- Opening Delimiter -
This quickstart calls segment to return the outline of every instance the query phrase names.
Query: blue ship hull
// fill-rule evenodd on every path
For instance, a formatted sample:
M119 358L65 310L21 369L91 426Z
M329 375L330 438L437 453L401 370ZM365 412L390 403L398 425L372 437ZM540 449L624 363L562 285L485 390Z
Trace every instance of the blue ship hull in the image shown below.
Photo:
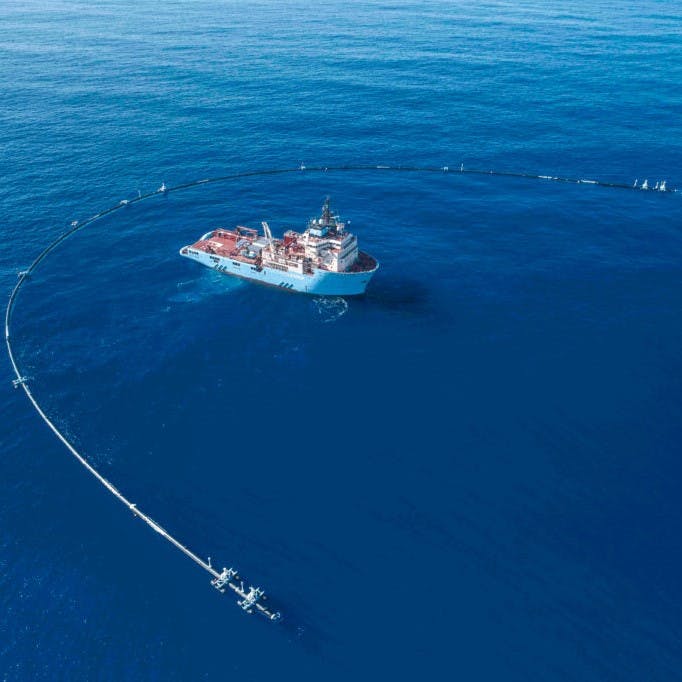
M315 296L359 296L364 294L367 285L379 268L379 264L376 263L371 270L362 272L330 272L315 269L312 274L300 274L269 267L258 268L249 263L199 251L191 246L183 247L180 250L180 255L225 275L235 275L253 282Z

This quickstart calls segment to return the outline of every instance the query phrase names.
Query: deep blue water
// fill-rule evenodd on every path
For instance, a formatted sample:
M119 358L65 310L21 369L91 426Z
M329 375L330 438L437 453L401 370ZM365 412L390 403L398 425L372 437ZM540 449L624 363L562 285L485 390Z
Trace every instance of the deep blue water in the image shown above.
M682 9L0 6L0 288L137 190L461 162L682 185ZM326 194L382 263L323 304L178 249ZM3 680L682 679L679 195L294 174L118 211L23 289L2 361Z

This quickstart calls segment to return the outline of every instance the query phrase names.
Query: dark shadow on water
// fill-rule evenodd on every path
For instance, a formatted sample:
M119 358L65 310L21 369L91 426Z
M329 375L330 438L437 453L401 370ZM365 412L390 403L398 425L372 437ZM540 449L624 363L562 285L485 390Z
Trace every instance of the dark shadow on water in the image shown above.
M356 301L361 305L410 315L425 316L433 312L429 289L422 281L408 277L371 282L365 295Z
M334 671L334 679L345 679L348 671L348 661L343 652L343 642L338 637L333 637L327 627L315 624L314 620L324 621L325 616L318 614L318 618L309 618L296 608L294 603L287 605L282 620L278 623L264 623L265 626L277 628L287 639L290 645L300 647L308 655L323 662L330 670ZM333 623L333 618L331 619Z

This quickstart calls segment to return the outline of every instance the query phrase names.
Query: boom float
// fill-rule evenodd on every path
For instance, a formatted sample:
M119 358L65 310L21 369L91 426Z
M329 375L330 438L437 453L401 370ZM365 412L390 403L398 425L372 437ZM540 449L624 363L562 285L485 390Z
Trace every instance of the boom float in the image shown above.
M574 183L583 185L599 185L601 187L612 187L618 189L628 189L637 192L647 191L656 193L674 193L679 194L679 190L668 188L667 183L664 180L656 182L652 187L649 185L647 180L644 180L641 184L638 180L634 184L621 184L621 183L611 183L611 182L601 182L598 180L586 180L586 179L574 179L574 178L564 178L559 176L551 175L534 175L530 173L517 173L509 171L493 171L493 170L480 170L480 169L465 169L464 164L460 164L459 167L450 169L449 166L367 166L367 165L351 165L351 166L314 166L306 167L304 165L296 166L295 168L276 168L269 170L256 170L256 171L245 171L242 173L233 173L230 175L223 175L215 178L204 178L203 180L195 180L193 182L188 182L182 185L176 185L175 187L167 187L165 182L159 187L158 190L153 192L148 192L147 194L142 194L138 190L137 196L132 199L122 199L114 206L107 208L99 213L96 213L86 220L78 221L74 220L71 222L69 229L59 235L54 241L48 244L34 259L31 265L26 269L19 272L19 279L14 285L12 292L10 294L9 300L7 302L7 308L5 309L5 343L7 345L7 353L9 355L10 362L12 364L12 370L14 371L15 377L12 380L15 388L22 388L26 397L29 399L36 412L40 418L47 424L47 426L52 430L52 432L57 436L57 438L64 444L67 450L78 460L80 464L87 469L87 471L92 474L119 502L124 504L130 511L139 519L144 521L152 530L158 533L165 540L170 542L174 547L179 549L185 556L194 561L198 566L203 568L207 573L212 576L211 584L221 593L226 591L226 588L230 588L239 597L237 603L239 606L247 613L260 613L271 621L280 620L281 616L278 611L272 610L269 606L265 606L262 602L265 599L264 591L259 587L249 587L248 590L244 587L244 583L239 578L237 572L233 568L223 568L219 573L216 571L210 563L201 559L194 552L189 550L185 545L183 545L179 540L176 540L168 531L162 528L156 521L154 521L150 516L142 512L137 508L137 505L131 502L127 497L125 497L112 483L110 483L102 474L100 474L95 467L90 464L87 459L81 455L76 448L66 439L66 437L59 431L59 429L54 425L50 418L45 414L43 409L38 404L35 396L31 392L29 387L29 377L22 374L19 365L17 363L14 349L12 347L12 340L10 336L10 324L12 321L12 313L14 312L15 303L17 296L23 284L28 280L30 275L35 271L35 269L47 258L47 256L59 246L63 241L68 239L71 235L75 234L79 230L87 227L88 225L94 223L95 221L103 218L106 215L114 213L115 211L122 210L124 207L130 206L131 204L136 204L140 201L146 201L153 197L159 195L167 195L170 192L179 192L181 190L190 189L192 187L198 187L200 185L217 183L217 182L227 182L229 180L238 180L248 177L256 176L267 176L267 175L282 175L285 173L327 173L331 171L336 172L369 172L369 171L381 171L381 172L406 172L406 173L450 173L450 174L476 174L476 175L490 175L490 176L502 176L511 178L528 178L533 180L550 180L554 182L564 182L564 183Z

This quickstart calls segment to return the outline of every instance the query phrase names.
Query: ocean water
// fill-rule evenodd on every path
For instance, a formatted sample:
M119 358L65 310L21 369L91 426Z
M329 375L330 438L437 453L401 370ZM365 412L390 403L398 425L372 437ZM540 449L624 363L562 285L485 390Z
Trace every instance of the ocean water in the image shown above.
- Closing Delimiter -
*Description of the task*
Because the pictures are not wanted, retype only the text of every record, exactly as given.

*Finished exercise*
This quickstart calls segment to return the outline of every instance the query phrase names.
Query: blue ship hull
// fill-rule evenodd on every path
For instance, a formatted sample:
M119 358L65 310L21 369L91 426Z
M329 375L330 438L437 453L401 370ZM365 412L390 403L398 425L372 437ZM540 449L624 363L562 285L485 390Z
Trace every instance of the blue ship hull in the image shown below.
Photo:
M315 296L359 296L364 294L367 285L379 268L379 264L376 263L371 270L362 272L330 272L315 269L312 274L300 274L269 267L258 268L249 263L199 251L191 246L183 247L180 250L180 255L225 275L235 275L253 282Z

This quickstart calls segment to return the outline of every instance the query phrase names.
Query: deep blue water
// fill-rule evenodd on every path
For instance, a formatted sample:
M119 358L65 310L21 369L91 426Z
M329 375L330 438L437 453L401 370ZM365 412L390 403L398 425L372 437ZM540 449L624 363L562 285L485 390Z
Trace every instance of the deep blue water in the image shown above.
M682 9L0 6L0 288L137 190L461 162L682 185ZM326 194L382 263L323 304L178 249ZM3 680L682 679L679 195L294 174L118 211L23 289L2 361Z

This quickstart calls segment to return the outline of every instance the query phrase names.
Query: dark shadow on water
// fill-rule evenodd on every path
For instance, a formatted sample:
M119 358L65 310L21 369L91 426Z
M329 375L330 438L437 453L401 370ZM365 412L390 403L398 425L372 437ZM540 449L624 363L562 285L485 390Z
Trace every instance of the dark shadow on water in the image shown above.
M356 301L361 305L410 315L425 316L433 312L429 289L422 281L408 277L371 282L365 295Z
M334 671L334 679L345 679L348 671L348 661L343 652L343 642L338 637L333 637L327 627L315 624L314 620L324 621L325 616L318 614L318 618L309 618L296 608L294 603L287 605L282 620L278 623L264 623L265 626L277 628L287 639L290 645L300 647L308 655L323 662L330 670ZM333 623L333 618L331 619Z

This quickstart calls segment to return the outline of every instance the query phrase names.
Query: boom float
// fill-rule evenodd on every path
For instance, a formatted sample:
M119 358L65 310L21 369L91 426Z
M329 375L330 438L437 453L401 370ZM365 412L390 403L398 425L372 437ZM540 449L624 363L562 285L485 390Z
Trace every instance of the boom float in the image shown above.
M574 183L583 185L599 185L601 187L612 187L618 189L628 189L637 192L647 191L656 193L674 193L679 194L679 190L668 188L667 183L664 180L656 182L652 187L649 185L647 180L644 180L641 184L638 180L634 184L621 184L621 183L611 183L611 182L601 182L598 180L586 180L586 179L574 179L574 178L564 178L559 176L551 175L534 175L530 173L517 173L509 171L493 171L493 170L480 170L480 169L465 169L464 164L460 164L459 167L450 169L449 166L367 166L367 165L351 165L351 166L314 166L306 167L304 165L296 166L295 168L276 168L269 170L256 170L256 171L245 171L242 173L233 173L230 175L223 175L215 178L204 178L203 180L195 180L193 182L188 182L182 185L176 185L175 187L167 187L165 182L159 187L158 190L153 192L148 192L147 194L142 194L138 190L137 196L132 199L122 199L114 206L107 208L99 213L96 213L86 220L78 221L74 220L71 222L69 229L59 235L54 241L48 244L34 259L31 265L26 269L19 272L19 279L14 285L12 292L10 294L9 300L7 302L7 308L5 309L5 343L7 345L7 353L9 355L10 362L12 364L12 370L14 371L15 377L12 380L15 388L22 388L26 397L29 399L36 412L40 418L47 424L47 426L52 430L52 432L57 436L57 438L64 444L67 450L78 460L80 464L87 469L87 471L92 474L119 502L124 504L130 511L139 519L144 521L152 530L158 533L165 540L170 542L174 547L179 549L185 556L194 561L198 566L203 568L207 573L212 576L211 584L221 593L226 591L226 588L230 588L239 597L237 603L239 606L247 613L260 613L271 621L280 620L281 616L278 611L272 610L269 606L265 606L262 602L265 599L264 591L259 587L249 587L248 590L244 587L244 583L239 578L237 572L233 568L223 568L219 573L216 571L210 563L201 559L194 552L189 550L185 545L183 545L179 540L176 540L168 531L162 528L156 521L154 521L150 516L142 512L137 508L137 505L131 502L127 497L125 497L112 483L110 483L102 474L100 474L95 467L90 464L87 459L81 455L76 448L66 439L66 437L59 431L59 429L54 425L50 418L45 414L43 409L38 404L35 396L31 392L29 387L29 377L22 374L19 365L17 363L14 349L12 347L12 340L10 336L10 324L12 321L12 313L14 312L15 303L17 296L23 284L28 280L30 275L35 271L35 269L47 258L47 256L59 246L63 241L68 239L71 235L75 234L79 230L87 227L88 225L94 223L95 221L103 218L106 215L114 213L115 211L122 210L124 207L130 206L131 204L136 204L140 201L146 201L153 197L159 195L167 195L170 192L179 192L181 190L190 189L192 187L198 187L200 185L217 183L217 182L227 182L229 180L238 180L248 177L256 176L267 176L267 175L282 175L285 173L327 173L331 171L336 172L369 172L369 171L381 171L381 172L406 172L406 173L450 173L450 174L476 174L476 175L490 175L490 176L502 176L511 178L528 178L533 180L550 180L554 182L564 182L564 183Z

This quickstart calls segment to return the outline of every instance the query phrase names.
Query: ocean water
// fill-rule evenodd on every path
For instance, a formatted sample:
M119 358L65 310L21 369L91 426Z
M329 375L330 438L437 453L401 370ZM365 412L390 403L398 425L372 437ZM540 449L624 363L562 285L485 390Z
Trace every instance of the ocean water in the image shown above.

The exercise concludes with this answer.